Exercise: Search the records for the word "motorcycle" and pick out every line that has it.

** Records for processing follows **

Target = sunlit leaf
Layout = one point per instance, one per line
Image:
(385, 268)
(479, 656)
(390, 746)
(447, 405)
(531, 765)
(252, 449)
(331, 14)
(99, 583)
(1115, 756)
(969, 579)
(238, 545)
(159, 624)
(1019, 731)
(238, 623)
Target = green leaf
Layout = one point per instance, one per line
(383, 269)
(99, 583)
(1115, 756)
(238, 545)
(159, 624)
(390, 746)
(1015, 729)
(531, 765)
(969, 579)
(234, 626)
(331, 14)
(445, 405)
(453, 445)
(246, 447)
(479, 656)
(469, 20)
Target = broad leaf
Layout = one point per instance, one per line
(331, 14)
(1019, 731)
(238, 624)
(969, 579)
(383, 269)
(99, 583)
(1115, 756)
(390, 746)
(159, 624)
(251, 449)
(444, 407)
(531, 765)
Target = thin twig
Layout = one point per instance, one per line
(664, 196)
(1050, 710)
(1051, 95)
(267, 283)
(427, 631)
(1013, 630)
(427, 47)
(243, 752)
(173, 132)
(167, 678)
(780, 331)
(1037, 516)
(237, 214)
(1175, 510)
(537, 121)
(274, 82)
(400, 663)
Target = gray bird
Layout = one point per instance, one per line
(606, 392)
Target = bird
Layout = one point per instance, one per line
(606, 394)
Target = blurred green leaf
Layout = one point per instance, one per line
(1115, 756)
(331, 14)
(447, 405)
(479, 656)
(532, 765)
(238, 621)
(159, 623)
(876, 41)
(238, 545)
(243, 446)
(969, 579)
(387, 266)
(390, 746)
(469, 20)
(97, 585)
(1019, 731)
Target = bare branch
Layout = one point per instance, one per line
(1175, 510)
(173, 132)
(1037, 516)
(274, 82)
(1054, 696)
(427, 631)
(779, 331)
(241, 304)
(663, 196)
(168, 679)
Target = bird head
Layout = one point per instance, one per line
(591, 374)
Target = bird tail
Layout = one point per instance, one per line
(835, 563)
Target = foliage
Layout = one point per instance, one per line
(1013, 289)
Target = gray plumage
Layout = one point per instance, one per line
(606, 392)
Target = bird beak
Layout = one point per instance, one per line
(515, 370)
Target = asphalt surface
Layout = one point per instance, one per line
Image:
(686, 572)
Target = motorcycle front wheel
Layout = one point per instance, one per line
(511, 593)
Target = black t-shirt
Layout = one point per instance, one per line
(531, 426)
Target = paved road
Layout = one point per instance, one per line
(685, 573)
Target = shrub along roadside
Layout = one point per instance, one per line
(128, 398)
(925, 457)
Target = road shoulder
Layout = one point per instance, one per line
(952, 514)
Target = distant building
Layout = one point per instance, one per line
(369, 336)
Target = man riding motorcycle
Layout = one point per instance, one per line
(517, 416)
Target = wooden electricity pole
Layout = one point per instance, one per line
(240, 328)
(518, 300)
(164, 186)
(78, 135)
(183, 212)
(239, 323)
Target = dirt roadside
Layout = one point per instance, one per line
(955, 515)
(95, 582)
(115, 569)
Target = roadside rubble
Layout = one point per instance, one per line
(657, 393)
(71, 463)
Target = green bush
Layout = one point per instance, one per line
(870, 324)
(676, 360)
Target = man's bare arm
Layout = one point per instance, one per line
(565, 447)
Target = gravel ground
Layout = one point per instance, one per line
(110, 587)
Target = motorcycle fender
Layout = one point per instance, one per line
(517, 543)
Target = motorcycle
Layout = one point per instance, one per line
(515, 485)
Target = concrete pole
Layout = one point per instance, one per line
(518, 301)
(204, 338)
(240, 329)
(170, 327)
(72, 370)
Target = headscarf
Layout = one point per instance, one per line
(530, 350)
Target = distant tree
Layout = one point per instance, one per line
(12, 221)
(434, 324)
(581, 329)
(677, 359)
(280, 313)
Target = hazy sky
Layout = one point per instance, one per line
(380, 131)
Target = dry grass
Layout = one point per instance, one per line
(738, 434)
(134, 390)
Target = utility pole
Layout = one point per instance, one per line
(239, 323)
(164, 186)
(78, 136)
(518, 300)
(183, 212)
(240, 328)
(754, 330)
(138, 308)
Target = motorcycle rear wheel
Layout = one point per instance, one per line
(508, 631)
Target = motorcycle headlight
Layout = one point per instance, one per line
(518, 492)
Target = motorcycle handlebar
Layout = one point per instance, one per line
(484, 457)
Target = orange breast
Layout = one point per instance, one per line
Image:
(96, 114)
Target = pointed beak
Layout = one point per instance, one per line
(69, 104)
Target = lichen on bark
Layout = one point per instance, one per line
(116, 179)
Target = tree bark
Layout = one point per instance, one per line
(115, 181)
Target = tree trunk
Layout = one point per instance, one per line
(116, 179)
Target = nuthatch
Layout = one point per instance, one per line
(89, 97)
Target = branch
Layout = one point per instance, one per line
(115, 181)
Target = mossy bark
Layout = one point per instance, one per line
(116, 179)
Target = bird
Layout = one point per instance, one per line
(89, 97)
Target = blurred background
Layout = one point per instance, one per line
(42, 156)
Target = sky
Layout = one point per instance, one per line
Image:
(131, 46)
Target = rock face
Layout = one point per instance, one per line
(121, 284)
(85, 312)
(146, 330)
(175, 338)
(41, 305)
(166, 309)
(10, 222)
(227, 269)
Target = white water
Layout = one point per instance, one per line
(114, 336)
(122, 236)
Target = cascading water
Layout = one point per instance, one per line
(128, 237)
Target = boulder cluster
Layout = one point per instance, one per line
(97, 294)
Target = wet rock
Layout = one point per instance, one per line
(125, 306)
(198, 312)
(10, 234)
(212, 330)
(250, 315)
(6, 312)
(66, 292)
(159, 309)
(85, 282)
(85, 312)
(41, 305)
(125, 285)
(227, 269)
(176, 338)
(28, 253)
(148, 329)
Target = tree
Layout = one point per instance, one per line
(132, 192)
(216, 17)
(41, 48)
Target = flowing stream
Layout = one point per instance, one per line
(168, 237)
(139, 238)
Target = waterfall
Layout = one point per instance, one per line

** End of Records for processing **

Result:
Target = motorcycle front wheel
Target = man riding motorcycle
Target = motorcycle fender
Target = motorcycle
Target = motorcycle rear wheel
Target = motorcycle headlight
Target = motorcycle handlebar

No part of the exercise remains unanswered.